[Dataset entries]
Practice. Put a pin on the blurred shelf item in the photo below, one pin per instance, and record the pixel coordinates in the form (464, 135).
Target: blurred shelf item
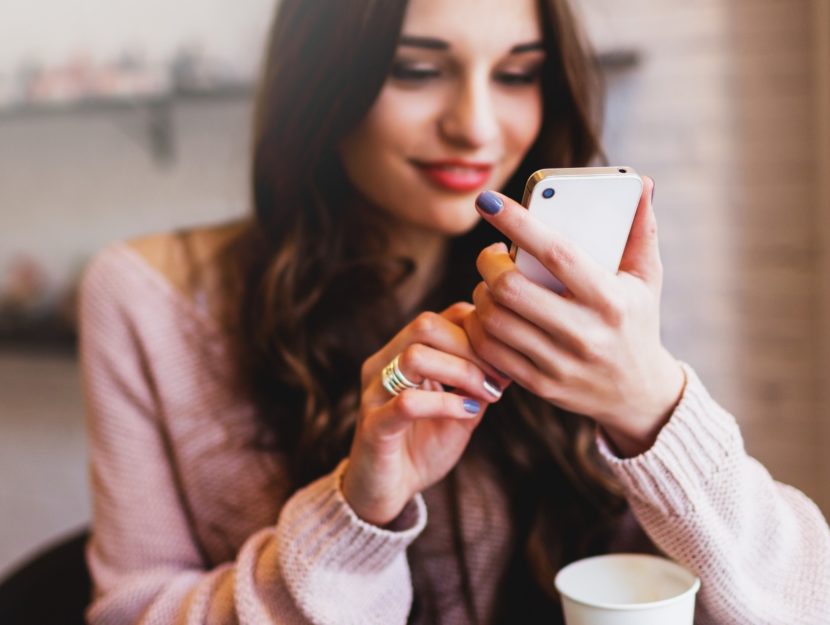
(619, 59)
(101, 104)
(157, 110)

### What you are asked to do
Would you please output each record exactly, leaving the images out?

### Exercise response
Practice. Put a pin on the blurred shelf item in the photo below, one pin per instance, and record the pixel coordinates in the form (464, 135).
Target: blurred shelf item
(619, 59)
(101, 104)
(157, 110)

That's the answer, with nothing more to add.